SHORT EXERCISE A
Retype the 1brc issue thread word for word, starting with "First attempt from" and going on through "join the mix!".
SHORT EXERCISE B
Pick up the 1brc issue thread on temperature hashing after its last sentence and write the next part.

TEXT SECTION
1brc icon indicating copy to clipboard operation
1brc copied to clipboard

First attempt from hundredwatt

Open hundredwatt opened this issue 1 year ago • 2 comments

Check List:

  • [x] Tests pass (./test.sh <username> shows no differences between expected and actual outputs)
  • [x] All formatting changes by the build are committed
  • [x] Your launch script is named calculate_average_<username>.sh (make sure to match casing of your GH user name) and is executable
  • [x] Output matches that of calculate_average_baseline.sh
  • Execution time: 00:05.318 (8 Core Intel(R) Xeon(R) Platinum 8358 CPU @ 2.60GHz)
  • Execution time of reference implementation: 3:18.572

Was distracted by making the eval script perfect 😂, so didn't spend as much time on this as I wanted, but excited to join the mix!

Main thing:

  • Gunnar said we couldn't use perfect hash tables for city names early on, but no one said anything about using them for temperature values 😉 . With only 1,999 possible values, we can construct a naive perfect hash table (which has terrible construction time, but the best possible lookup time) for temperature values that's only 5KB.

Also:

  • Bit twiddling to find separators and mask words
  • Read from file only using longs (MBB.getLong())
  • Reading the file in stripes instead of partitions - implemented this, but didn't analyze yet... planning to play with this more
  • Using 21.0.1-graal because it's all over the top of the leaderboard 😄

hundredwatt avatar Jan 10 '24 05:01 hundredwatt

Re-ran evaluation on an 8-core cloud VM:

  • Execution time: 00:05.318 (8 Core Intel(R) Xeon(R) Platinum 8358 CPU @ 2.60GHz)
  • Execution time of reference implementation: 3:18.572

hundredwatt avatar Jan 10 '24 17:01 hundredwatt

It's getting late here and I'm tired, so sorry for the questions: how/where does it deal with collisions for the name hash, and what is the purpose of that value hash table? Thx for clarifying.

gunnarmorling avatar Jan 10 '24 21:01 gunnarmorling

@gunnarmorling

For city names, I use linear probing similar to other entires:

https://github.com/gunnarmorling/1brc/blob/8bb24ec4f631a635f11f91f26c63246e14bb79f9/src/main/java/dev/morling/onebrc/CalculateAverage_hundredwatt.java#L163-L168

For temperature values, I realized there's only 1,999 possible values based on the rules, so I created a lookup table that uses a perfect hash function to map the raw bytes from the file to the corresponding temperature value integer.

I used a naive perfect hash function of the form temperature_long * SEED % slots with SEED chosen offline via brute force such that there are no collisions amongst the possible temperature values.

STORED DATA
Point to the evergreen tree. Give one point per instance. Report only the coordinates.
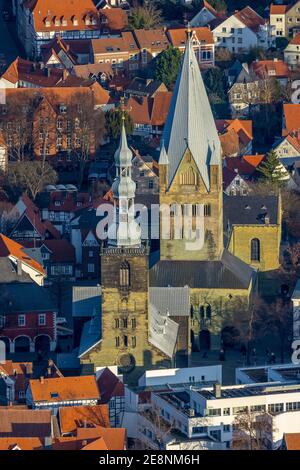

FINAL RESULT A
First attempt from hundredwatt

Open hundredwatt opened this issue 1 year ago • 2 comments

Check List:

  • [x] Tests pass (./test.sh <username> shows no differences between expected and actual outputs)
  • [x] All formatting changes by the build are committed
  • [x] Your launch script is named calculate_average_<username>.sh (make sure to match casing of your GH user name) and is executable
  • [x] Output matches that of calculate_average_baseline.sh
  • Execution time: 00:05.318 (8 Core Intel(R) Xeon(R) Platinum 8358 CPU @ 2.60GHz)
  • Execution time of reference implementation: 3:18.572

Was distracted by making the eval script perfect 😂, so didn't spend as much time on this as I wanted, but excited to join the mix!

FINAL RESULT B
Here are some examples of parsing temperature values using the lookup table:

File Contents mbb.getLong() Bit Twiddling to remove '\n' and next line characters perfect hash function to calculate lookup table location Math.abs(temperature_long * seed) % slots Read value at hash index from TEMPERATURES array
"-67.8\nHa" 0x2d36372e380a4861 0x2d36372e38000000 2415 -678
"31.4\nCha" 0x33312e340a436861 0x33312e3400000000 3823 314

This method parses the temperature value with fewer instructions than other methods and no branching. It does require a memory lookup, but since the lookup table is 10KB, it should always reside in L1 or L2 cache.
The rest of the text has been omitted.